# PROBLEM TO WORK ON
Reproduce the part of the stash thread that opens with the words "## StaceyLee (May 19, 2011)" and closes with "stash and storage!", substituting "shopping list" for "wish list".

---------- EXTRACT

# My fun size stash



## StaceyLee (May 19, 2011)

Well, I didn't think it was that small until I saw everyone's amazing collections on here. What I have, I do love though! There's still alot on my wish list, but unfortunately I have to cut back my spending due to saving for a new car. There's some bits and pieces hidden that you can't see, but this is the most of it!


----------



## ElvenEyes (May 20, 2011)

It looks like a nice variety and a lot of fun to me!  Love the bright Inglot colours, too! Thanks for sharing your stash and storage!


----------



## LittleMaryJane (May 20, 2011)

Great collection! They seem to grow and grow in no time at all


----------



## naturallyfab (May 21, 2011)

great collection! I love your train case!!!


----------



## StaceyLee (May 21, 2011)

Thank you! =)


----------



## MidnightSun (May 21, 2011)

That looks like a nice collection with a little of everything and so nicely organized!


----------



## dinah402 (May 22, 2011)

That's a cute traincase!  And I see you have the naked palette.  Very nice!  =)


----------



## heart (May 23, 2011)

welcome!  i also didn't know my collection was small until i joined this forum LOL!


----------



## Diva4eva122 (Jul 6, 2011)

I like the size of your collection, a lil bit of EVERYTHING lol


----------



## LARAELYSE (Jan 10, 2012)

Nice collection!!! This is what my collection looked like RIGHT BEFORE I went crazy & went on a three year collecting spree! lol


----------



## Paint&Ink Chick (Feb 11, 2012)

--------------------
---------- GIVEN INFORMATION

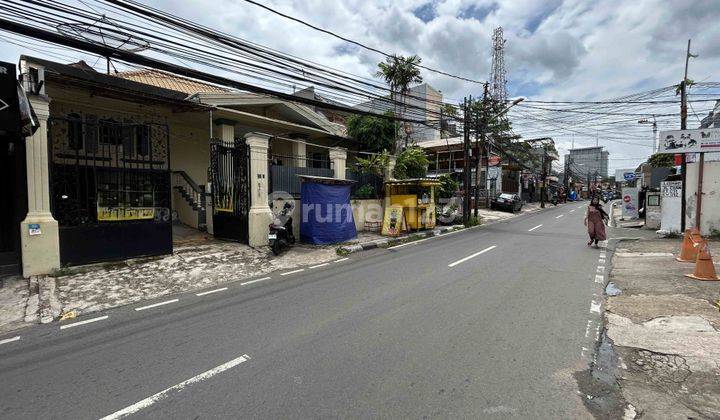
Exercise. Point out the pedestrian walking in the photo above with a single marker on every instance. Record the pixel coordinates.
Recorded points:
(595, 217)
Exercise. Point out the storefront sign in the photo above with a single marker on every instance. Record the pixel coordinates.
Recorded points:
(34, 229)
(690, 141)
(116, 214)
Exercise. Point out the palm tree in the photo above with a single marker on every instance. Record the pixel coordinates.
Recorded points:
(399, 73)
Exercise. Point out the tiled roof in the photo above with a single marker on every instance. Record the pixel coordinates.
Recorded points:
(170, 81)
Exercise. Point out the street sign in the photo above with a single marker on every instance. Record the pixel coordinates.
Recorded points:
(494, 172)
(630, 203)
(690, 141)
(629, 176)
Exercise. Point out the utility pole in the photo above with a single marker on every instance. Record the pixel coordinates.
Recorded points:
(543, 178)
(480, 128)
(683, 126)
(466, 161)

--------------------

# RESULT
## StaceyLee (May 19, 2011)

Well, I didn't think it was that small until I saw everyone's amazing collections on here. What I have, I do love though! There's still alot on my shopping list, but unfortunately I have to cut back my spending due to saving for a new car. There's some bits and pieces hidden that you can't see, but this is the most of it!


----------



## ElvenEyes (May 20, 2011)

It looks like a nice variety and a lot of fun to me!  Love the bright Inglot colours, too! Thanks for sharing your stash and storage!